* TASK DIRECTIONS *
Of all the lines in the entries below, give again exactly those starting at the line containing "Target: fish lower jaw" and ending at the line containing "Target: pebble beach", both ends included, and no others.

* THE INPUT *
Content starts

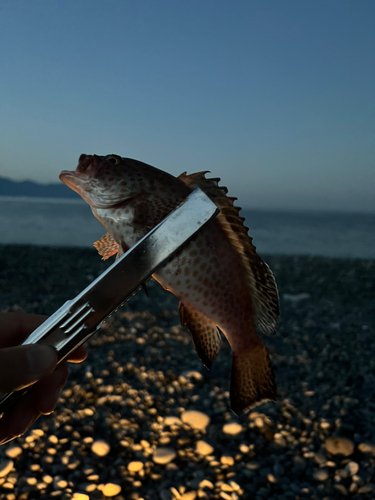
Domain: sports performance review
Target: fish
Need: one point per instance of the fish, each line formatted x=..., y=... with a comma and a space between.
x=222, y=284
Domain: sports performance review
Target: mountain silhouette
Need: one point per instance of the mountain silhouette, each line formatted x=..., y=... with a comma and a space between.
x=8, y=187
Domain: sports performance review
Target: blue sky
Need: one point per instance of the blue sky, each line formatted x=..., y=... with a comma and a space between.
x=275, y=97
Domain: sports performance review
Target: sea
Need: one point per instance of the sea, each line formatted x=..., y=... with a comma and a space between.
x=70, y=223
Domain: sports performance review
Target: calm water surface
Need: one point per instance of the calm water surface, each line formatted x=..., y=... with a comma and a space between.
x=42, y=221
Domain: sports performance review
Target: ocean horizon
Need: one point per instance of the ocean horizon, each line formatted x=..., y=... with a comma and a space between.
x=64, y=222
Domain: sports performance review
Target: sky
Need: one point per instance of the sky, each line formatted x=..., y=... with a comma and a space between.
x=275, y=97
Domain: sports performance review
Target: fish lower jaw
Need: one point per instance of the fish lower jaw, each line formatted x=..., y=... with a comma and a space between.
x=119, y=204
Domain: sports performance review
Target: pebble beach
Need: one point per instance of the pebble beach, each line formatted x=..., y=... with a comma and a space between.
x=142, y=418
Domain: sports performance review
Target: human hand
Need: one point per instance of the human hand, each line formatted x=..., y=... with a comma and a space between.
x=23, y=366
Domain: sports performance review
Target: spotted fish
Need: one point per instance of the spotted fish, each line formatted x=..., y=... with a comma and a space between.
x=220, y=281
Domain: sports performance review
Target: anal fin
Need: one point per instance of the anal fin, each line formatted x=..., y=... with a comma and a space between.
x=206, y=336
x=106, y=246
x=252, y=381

Content ends

* ANSWER AREA *
Target: fish lower jaw
Need: one point per instance of the fish lower jaw, each line formatted x=..., y=... with a comma and a space between.
x=119, y=204
Domain: sports performance review
Target: pebble beach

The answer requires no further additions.